Data extract |
- Opening Delimiter -
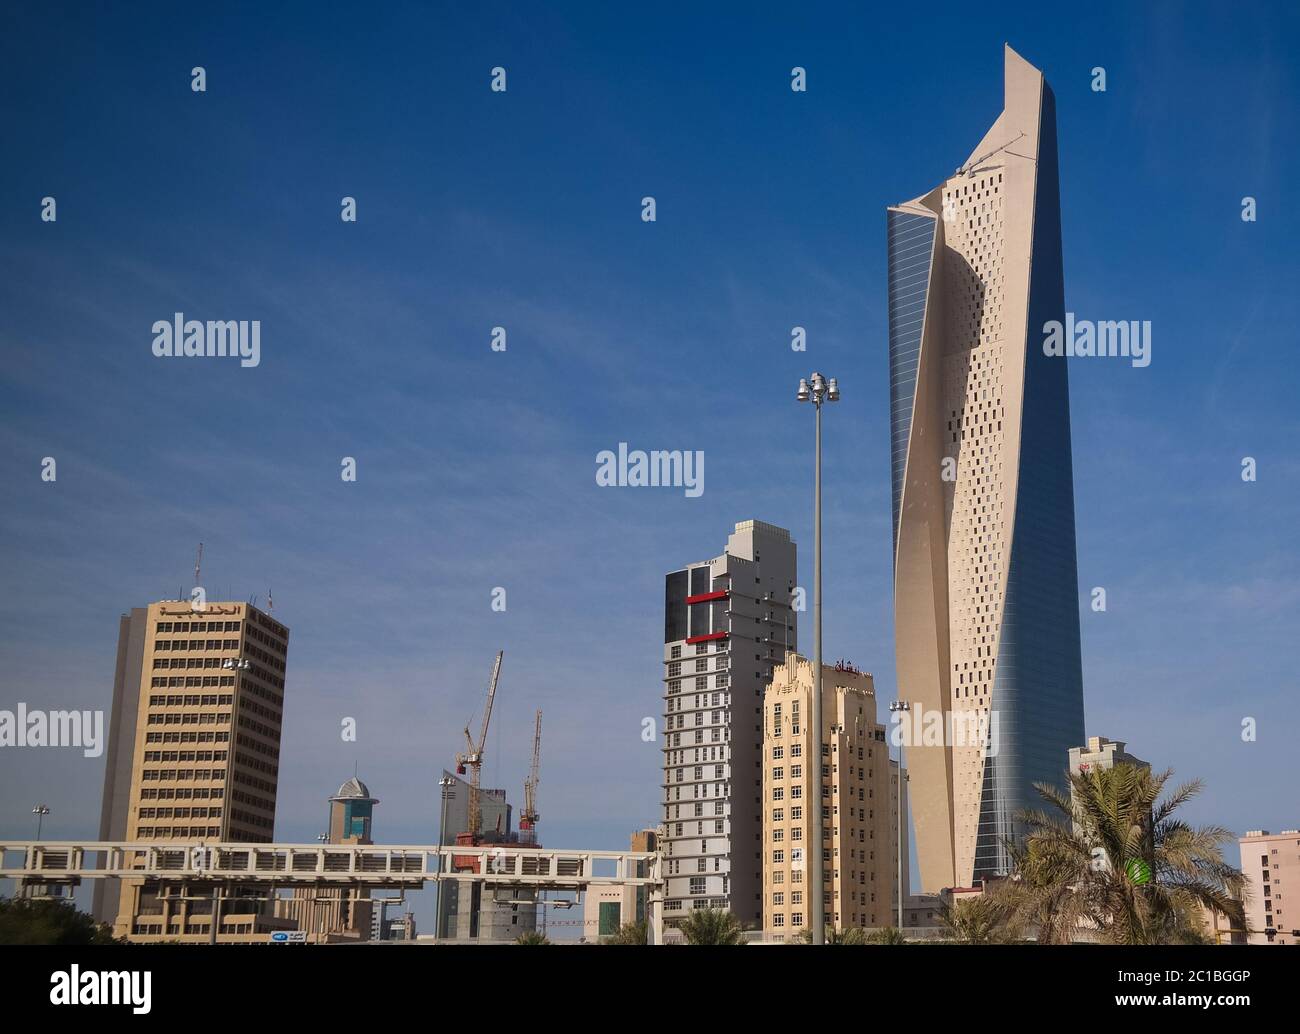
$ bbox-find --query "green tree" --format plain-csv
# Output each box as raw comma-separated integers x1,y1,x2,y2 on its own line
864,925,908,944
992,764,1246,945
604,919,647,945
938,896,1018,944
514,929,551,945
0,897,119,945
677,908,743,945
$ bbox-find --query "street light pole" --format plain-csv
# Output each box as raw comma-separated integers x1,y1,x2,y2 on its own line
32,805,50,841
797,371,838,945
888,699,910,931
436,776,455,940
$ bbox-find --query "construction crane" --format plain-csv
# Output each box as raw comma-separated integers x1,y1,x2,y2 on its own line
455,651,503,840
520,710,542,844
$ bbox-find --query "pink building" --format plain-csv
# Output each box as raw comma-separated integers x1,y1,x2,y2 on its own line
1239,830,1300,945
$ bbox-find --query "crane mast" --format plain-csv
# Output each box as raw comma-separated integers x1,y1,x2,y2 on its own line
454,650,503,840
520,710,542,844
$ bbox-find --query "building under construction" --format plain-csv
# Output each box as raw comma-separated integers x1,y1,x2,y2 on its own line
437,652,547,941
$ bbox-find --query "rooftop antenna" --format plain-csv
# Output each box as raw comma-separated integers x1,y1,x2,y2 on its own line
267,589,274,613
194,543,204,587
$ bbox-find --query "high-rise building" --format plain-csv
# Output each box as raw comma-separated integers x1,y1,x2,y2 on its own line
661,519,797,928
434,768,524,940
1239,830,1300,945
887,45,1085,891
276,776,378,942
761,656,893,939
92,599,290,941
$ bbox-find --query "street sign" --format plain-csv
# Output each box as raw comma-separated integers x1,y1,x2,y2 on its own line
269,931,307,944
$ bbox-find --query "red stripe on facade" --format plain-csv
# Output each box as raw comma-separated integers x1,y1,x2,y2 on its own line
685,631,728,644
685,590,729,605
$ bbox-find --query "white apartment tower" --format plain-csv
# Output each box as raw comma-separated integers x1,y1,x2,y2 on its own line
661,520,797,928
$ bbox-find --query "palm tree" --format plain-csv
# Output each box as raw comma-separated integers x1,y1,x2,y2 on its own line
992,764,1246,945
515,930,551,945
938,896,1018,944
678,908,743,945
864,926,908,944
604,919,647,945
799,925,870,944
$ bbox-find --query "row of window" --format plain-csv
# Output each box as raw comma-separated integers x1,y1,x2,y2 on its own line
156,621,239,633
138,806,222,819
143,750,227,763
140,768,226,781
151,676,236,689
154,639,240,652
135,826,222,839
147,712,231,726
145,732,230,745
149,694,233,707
- Closing Delimiter -
Assignment | The data above should be repeated in full and exactly, with no pictures carried over.

Answer space |
$ bbox-find --query "green tree" --format plain-csv
# Output each box as raw comma-separated integers x1,y1,x2,y2 on its own line
864,925,908,944
992,764,1246,945
604,919,647,945
938,896,1018,944
514,929,551,945
0,897,119,945
677,908,743,945
$ bbox-find --query "street light pole" --format plain-csv
# Output each box as raw comma-separated integers x1,y1,x2,y2 on its own line
32,805,50,841
797,371,838,945
888,699,910,931
436,776,455,940
$ bbox-find --query "construction crane" --format plain-csv
# Output each box as raw comma-separated integers x1,y1,x2,y2 on its own line
455,651,503,840
520,710,542,844
$ bbox-find --query "pink building" --format plain-csv
# Output each box as raw comma-separated integers x1,y1,x2,y2 on its own line
1239,830,1300,945
$ bbox-find --query "crane mast" --format plain-csv
# Output each box as raw comma-separated integers x1,y1,x2,y2 on its own line
454,650,503,840
520,710,542,844
$ bbox-find --query "building under construction" --format plain-csv
# Output each box as raw comma-separated integers x1,y1,x2,y2 on its own line
437,652,547,941
$ bbox-find --query "rooftop antenna" --format plain-csv
# Output each box as raw comma-separated integers x1,y1,x2,y2 on its own line
267,589,274,613
194,543,204,587
$ bbox-find --query "high-rise building" --format plain-csv
# Output each box as raw comma-separated integers x1,y1,x2,y2 on its own line
661,519,797,928
434,768,524,940
1239,830,1300,945
887,45,1085,891
276,776,378,942
761,656,893,939
92,599,290,941
$ bbox-find --query "street sign" --format plain-csv
# Output each box as raw comma-separated integers x1,y1,x2,y2 on its own line
269,931,307,944
$ bbox-find --query "red stripe on facade" --format plain-csv
# Output each box as raw comma-separated integers x1,y1,x2,y2 on its own line
685,631,728,644
685,590,729,605
$ bbox-find --query "white apartment tower" --format plain-csv
# Output each box as raw comma-separated integers x1,y1,x2,y2 on its own line
661,520,797,928
$ bbox-find --query "palm tree" --format plain-csv
# Output each box as raw comma-separated integers x1,y1,x2,y2 on its own line
992,764,1246,945
515,930,551,945
938,896,1018,944
678,908,743,945
864,926,908,944
604,919,647,945
799,925,870,944
$ bbox-find --query "row of window" --format plain-csv
# Output each box as raw comma-separated integers x1,y1,x2,y2 on its own line
156,621,239,633
138,806,222,819
143,750,227,763
140,768,226,781
151,676,236,689
154,639,240,652
135,826,222,839
147,712,231,726
145,732,230,745
149,694,233,707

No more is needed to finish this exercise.